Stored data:
▬▬▬▬▬▬▬▬▬▬

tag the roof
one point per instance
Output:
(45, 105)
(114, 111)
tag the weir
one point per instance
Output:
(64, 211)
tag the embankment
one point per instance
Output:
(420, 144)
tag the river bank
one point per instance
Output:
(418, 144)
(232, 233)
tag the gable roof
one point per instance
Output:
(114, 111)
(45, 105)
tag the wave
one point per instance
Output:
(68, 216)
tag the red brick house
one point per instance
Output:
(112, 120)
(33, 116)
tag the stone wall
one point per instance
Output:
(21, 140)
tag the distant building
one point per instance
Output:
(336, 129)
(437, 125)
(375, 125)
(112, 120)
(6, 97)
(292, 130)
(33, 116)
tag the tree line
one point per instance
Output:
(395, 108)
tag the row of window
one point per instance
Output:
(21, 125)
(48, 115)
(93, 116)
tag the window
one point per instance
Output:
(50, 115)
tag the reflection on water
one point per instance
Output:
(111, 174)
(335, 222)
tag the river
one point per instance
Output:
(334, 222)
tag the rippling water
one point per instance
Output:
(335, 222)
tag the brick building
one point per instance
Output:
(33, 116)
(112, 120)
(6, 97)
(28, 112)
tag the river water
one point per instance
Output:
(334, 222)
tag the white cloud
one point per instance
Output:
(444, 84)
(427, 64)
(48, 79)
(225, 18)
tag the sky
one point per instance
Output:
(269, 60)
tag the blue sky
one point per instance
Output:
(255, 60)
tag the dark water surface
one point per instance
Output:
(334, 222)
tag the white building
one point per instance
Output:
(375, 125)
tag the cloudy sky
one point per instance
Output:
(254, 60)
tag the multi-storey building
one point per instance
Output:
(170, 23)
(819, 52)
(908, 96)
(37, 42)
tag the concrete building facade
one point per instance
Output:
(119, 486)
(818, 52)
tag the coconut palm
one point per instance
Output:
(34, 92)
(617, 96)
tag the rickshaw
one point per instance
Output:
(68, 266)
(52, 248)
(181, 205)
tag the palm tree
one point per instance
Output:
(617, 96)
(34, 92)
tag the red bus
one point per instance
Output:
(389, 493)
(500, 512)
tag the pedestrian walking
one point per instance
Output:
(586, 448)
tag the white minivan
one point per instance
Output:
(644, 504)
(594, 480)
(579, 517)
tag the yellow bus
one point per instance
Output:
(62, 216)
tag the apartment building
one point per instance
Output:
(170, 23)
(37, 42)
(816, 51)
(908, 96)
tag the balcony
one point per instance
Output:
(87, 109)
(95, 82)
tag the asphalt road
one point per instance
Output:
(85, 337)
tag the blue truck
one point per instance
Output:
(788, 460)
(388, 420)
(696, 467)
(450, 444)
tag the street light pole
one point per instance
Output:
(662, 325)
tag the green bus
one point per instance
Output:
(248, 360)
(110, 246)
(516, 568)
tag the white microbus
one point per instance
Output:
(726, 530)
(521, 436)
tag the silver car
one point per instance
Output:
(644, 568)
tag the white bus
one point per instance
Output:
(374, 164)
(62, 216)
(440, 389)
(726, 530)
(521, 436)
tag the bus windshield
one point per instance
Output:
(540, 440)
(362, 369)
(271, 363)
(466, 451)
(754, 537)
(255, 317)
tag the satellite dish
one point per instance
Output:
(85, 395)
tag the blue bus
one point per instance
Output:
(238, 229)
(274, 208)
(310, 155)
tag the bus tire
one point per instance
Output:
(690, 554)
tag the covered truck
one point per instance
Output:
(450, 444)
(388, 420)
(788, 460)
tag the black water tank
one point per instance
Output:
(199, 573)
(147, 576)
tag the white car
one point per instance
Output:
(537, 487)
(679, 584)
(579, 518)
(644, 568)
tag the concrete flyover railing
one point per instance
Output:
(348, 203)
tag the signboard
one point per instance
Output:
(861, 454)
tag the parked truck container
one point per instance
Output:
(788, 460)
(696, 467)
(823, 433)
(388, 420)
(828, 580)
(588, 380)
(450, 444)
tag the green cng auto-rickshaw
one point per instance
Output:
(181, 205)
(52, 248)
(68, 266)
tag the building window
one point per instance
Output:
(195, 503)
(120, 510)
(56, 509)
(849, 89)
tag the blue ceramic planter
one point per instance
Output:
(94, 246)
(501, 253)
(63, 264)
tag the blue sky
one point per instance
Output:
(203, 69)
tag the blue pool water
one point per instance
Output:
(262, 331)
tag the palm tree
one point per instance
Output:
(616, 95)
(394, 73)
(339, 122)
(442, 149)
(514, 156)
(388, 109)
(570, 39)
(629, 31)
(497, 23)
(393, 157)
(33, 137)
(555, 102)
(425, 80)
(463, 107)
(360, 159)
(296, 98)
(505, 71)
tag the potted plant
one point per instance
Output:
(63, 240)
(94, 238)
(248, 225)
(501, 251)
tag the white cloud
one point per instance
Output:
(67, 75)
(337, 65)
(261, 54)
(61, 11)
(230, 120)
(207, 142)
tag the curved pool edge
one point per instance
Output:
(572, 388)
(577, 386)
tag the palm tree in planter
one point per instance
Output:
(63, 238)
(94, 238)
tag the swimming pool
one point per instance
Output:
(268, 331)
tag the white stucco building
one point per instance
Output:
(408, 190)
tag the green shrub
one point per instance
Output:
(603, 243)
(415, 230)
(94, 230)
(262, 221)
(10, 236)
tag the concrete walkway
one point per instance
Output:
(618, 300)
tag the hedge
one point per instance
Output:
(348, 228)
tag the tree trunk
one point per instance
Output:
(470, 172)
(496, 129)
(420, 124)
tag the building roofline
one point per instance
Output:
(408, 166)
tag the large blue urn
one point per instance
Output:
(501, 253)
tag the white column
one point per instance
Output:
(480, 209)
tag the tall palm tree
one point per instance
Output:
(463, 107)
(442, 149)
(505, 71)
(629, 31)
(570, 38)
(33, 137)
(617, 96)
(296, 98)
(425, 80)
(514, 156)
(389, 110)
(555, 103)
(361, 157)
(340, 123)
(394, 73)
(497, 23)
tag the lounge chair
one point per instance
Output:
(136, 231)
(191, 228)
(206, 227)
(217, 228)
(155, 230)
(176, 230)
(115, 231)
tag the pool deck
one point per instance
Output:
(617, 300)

▬▬▬▬▬▬▬▬▬▬

**Directions:** Give all of the entries again, exactly.

**Your solution:**
tag the roof
one point per instance
Output:
(45, 105)
(114, 111)
tag the weir
one point per instance
Output:
(64, 211)
tag the embankment
one point per instance
Output:
(420, 144)
tag the river bank
one point per instance
Output:
(418, 144)
(232, 233)
tag the gable roof
one point per instance
Output:
(114, 111)
(45, 105)
tag the wave
one point per instance
Output:
(68, 216)
tag the red brick house
one point per instance
Output:
(112, 120)
(33, 116)
tag the stone wall
one point per instance
Output:
(21, 140)
tag the distant building
one point per instance
Output:
(336, 129)
(437, 125)
(375, 125)
(112, 120)
(6, 97)
(292, 130)
(33, 116)
tag the tree line
one point per instance
Output:
(395, 108)
tag the row of window
one point per instance
Output:
(21, 125)
(48, 115)
(93, 116)
tag the window
one point per instance
Output:
(50, 115)
tag the reflection on water
one point per instance
Output:
(111, 174)
(335, 222)
tag the river
one point per instance
Output:
(334, 222)
tag the rippling water
one point per instance
Output:
(335, 222)
tag the brick building
one point per instance
Output:
(33, 116)
(112, 120)
(6, 97)
(28, 112)
tag the river water
one point per instance
Output:
(334, 222)
tag the white cloud
one point per instance
Output:
(444, 84)
(427, 64)
(48, 79)
(225, 18)
tag the sky
one point per instance
Output:
(269, 60)
tag the blue sky
one point per instance
Output:
(255, 60)
tag the dark water surface
one point per instance
Output:
(334, 222)
tag the white building
one point per instance
Output:
(375, 125)
tag the cloudy sky
one point per instance
Output:
(254, 60)
tag the multi-storey building
one point per instance
Output:
(170, 23)
(819, 52)
(908, 96)
(37, 42)
tag the concrete building facade
one point per instance
Output:
(119, 486)
(818, 52)
tag the coconut palm
one point per instance
Output:
(34, 92)
(617, 96)
tag the rickshaw
one point per instance
Output:
(68, 266)
(52, 248)
(181, 205)
tag the palm tree
one point per instance
Output:
(617, 96)
(34, 92)
tag the red bus
one point per instance
Output:
(389, 493)
(500, 512)
tag the pedestrian walking
one point per instance
Output:
(586, 448)
tag the white minivan
one point per instance
Output:
(644, 504)
(594, 480)
(579, 517)
tag the yellow bus
one point per instance
Output:
(62, 216)
tag the apartment building
one point per instance
Output:
(170, 23)
(37, 42)
(816, 51)
(908, 96)
tag the balcony
one point per instance
Output:
(87, 109)
(95, 82)
tag the asphalt road
one point per instance
Output:
(85, 337)
tag the blue truck
one point per instance
Output:
(788, 460)
(388, 420)
(696, 467)
(450, 444)
tag the street light pole
one point per instance
Output:
(662, 325)
tag the green bus
one point per instance
Output:
(248, 360)
(110, 246)
(516, 568)
tag the white microbus
one point per instance
Output:
(726, 530)
(521, 436)
tag the silver car
one point per instance
Output:
(644, 568)
tag the white bus
one point per instance
Output:
(374, 164)
(62, 216)
(440, 389)
(726, 530)
(521, 436)
tag the bus windshield
one point per instance
Output:
(540, 440)
(362, 369)
(271, 363)
(466, 451)
(754, 537)
(255, 317)
tag the satellite dish
one point per instance
Output:
(85, 395)
tag the blue bus
one point per instance
Output:
(238, 229)
(274, 208)
(310, 155)
tag the bus tire
one point per instance
Output:
(690, 554)
tag the covered truck
one point per instance
Output:
(450, 444)
(388, 420)
(788, 460)
tag the black water tank
one point per instance
Output:
(199, 573)
(147, 576)
tag the white car
one point per instance
Output:
(537, 487)
(679, 584)
(579, 518)
(644, 568)
tag the concrete flyover railing
one point per instance
Output:
(348, 203)
tag the signboard
one point per instance
Output:
(861, 454)
tag the parked truck container
one point per instance
Output:
(788, 460)
(696, 467)
(823, 433)
(388, 420)
(828, 580)
(588, 380)
(450, 444)
tag the green cng auto-rickshaw
one point per instance
Output:
(181, 205)
(52, 248)
(68, 266)
tag the building window
one point per instance
Output:
(195, 503)
(120, 510)
(56, 509)
(849, 89)
tag the blue ceramic planter
one point per instance
Output:
(94, 246)
(501, 253)
(63, 264)
tag the blue sky
one point per instance
Output:
(203, 69)
tag the blue pool water
one point per instance
Output:
(262, 331)
tag the palm tree
one point per instance
Output:
(616, 95)
(394, 73)
(339, 122)
(442, 149)
(514, 156)
(388, 109)
(570, 39)
(629, 31)
(497, 23)
(393, 157)
(33, 137)
(555, 102)
(425, 80)
(463, 107)
(360, 159)
(296, 98)
(505, 71)
tag the potted plant
one point per instance
Output:
(63, 240)
(94, 238)
(248, 225)
(501, 251)
tag the white cloud
one point per instance
Output:
(67, 75)
(337, 65)
(261, 54)
(61, 11)
(230, 120)
(207, 142)
tag the curved pool edge
one point per instance
Output:
(572, 388)
(577, 386)
tag the palm tree in planter
one point per instance
Output:
(63, 238)
(94, 238)
tag the swimming pool
one point per instance
Output:
(268, 331)
tag the white stucco building
one point per instance
Output:
(408, 190)
tag the green shrub
one point per instance
Output:
(603, 243)
(415, 230)
(94, 230)
(262, 221)
(10, 236)
tag the concrete walkway
one point per instance
Output:
(618, 300)
tag the hedge
one point per instance
Output:
(348, 228)
tag the tree trunk
one point per instance
Output:
(470, 172)
(496, 129)
(420, 124)
tag the building roofline
one point per instance
Output:
(408, 166)
tag the large blue urn
one point per instance
Output:
(501, 253)
tag the white column
one point per instance
Output:
(480, 209)
tag the tall palm tree
one point per instance
Output:
(463, 107)
(442, 149)
(505, 71)
(629, 31)
(570, 38)
(33, 137)
(617, 96)
(296, 98)
(425, 80)
(514, 156)
(389, 110)
(555, 103)
(361, 157)
(340, 123)
(394, 73)
(497, 23)
tag the lounge chair
one point per instance
Output:
(136, 231)
(191, 228)
(206, 227)
(217, 228)
(155, 230)
(176, 230)
(115, 231)
tag the pool deck
one point per instance
Output:
(617, 300)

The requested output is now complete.